Données collectées
____

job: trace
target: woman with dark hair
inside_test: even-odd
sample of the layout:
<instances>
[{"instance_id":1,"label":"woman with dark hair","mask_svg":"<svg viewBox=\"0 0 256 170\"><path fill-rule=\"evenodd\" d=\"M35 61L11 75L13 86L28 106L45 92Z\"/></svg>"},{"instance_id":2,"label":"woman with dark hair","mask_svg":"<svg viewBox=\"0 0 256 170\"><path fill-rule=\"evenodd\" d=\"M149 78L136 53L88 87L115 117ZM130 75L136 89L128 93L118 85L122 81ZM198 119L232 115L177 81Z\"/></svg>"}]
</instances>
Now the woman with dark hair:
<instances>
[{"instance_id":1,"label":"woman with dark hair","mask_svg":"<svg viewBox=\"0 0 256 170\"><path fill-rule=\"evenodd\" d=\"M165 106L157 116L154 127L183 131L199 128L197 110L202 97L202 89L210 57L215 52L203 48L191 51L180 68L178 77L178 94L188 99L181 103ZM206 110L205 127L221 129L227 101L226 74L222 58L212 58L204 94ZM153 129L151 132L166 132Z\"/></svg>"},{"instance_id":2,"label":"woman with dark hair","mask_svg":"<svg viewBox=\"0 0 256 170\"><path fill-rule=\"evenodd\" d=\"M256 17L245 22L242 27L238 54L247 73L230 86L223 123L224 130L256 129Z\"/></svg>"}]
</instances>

____

Modifiez toutes les données ci-dessus en remplaçant « even-odd » par « nonzero ». Recopiez ensuite chaque ligne sans rien changer d'autre.

job: trace
target: woman with dark hair
inside_test: nonzero
sample of the layout:
<instances>
[{"instance_id":1,"label":"woman with dark hair","mask_svg":"<svg viewBox=\"0 0 256 170\"><path fill-rule=\"evenodd\" d=\"M35 61L11 75L13 86L28 106L45 92Z\"/></svg>"},{"instance_id":2,"label":"woman with dark hair","mask_svg":"<svg viewBox=\"0 0 256 170\"><path fill-rule=\"evenodd\" d=\"M149 78L136 53L88 87L115 117ZM130 75L136 89L128 93L118 85L122 81ZM198 119L232 115L177 81Z\"/></svg>"}]
</instances>
Now the woman with dark hair:
<instances>
[{"instance_id":1,"label":"woman with dark hair","mask_svg":"<svg viewBox=\"0 0 256 170\"><path fill-rule=\"evenodd\" d=\"M165 106L157 116L154 127L183 131L199 128L197 110L202 97L202 89L210 57L215 52L203 48L191 51L180 68L178 77L178 94L188 99L181 103ZM206 110L205 127L221 129L227 101L226 74L222 58L212 58L204 94ZM153 129L151 132L166 132Z\"/></svg>"},{"instance_id":2,"label":"woman with dark hair","mask_svg":"<svg viewBox=\"0 0 256 170\"><path fill-rule=\"evenodd\" d=\"M256 17L245 22L242 27L238 54L247 73L230 86L223 123L224 130L256 129Z\"/></svg>"}]
</instances>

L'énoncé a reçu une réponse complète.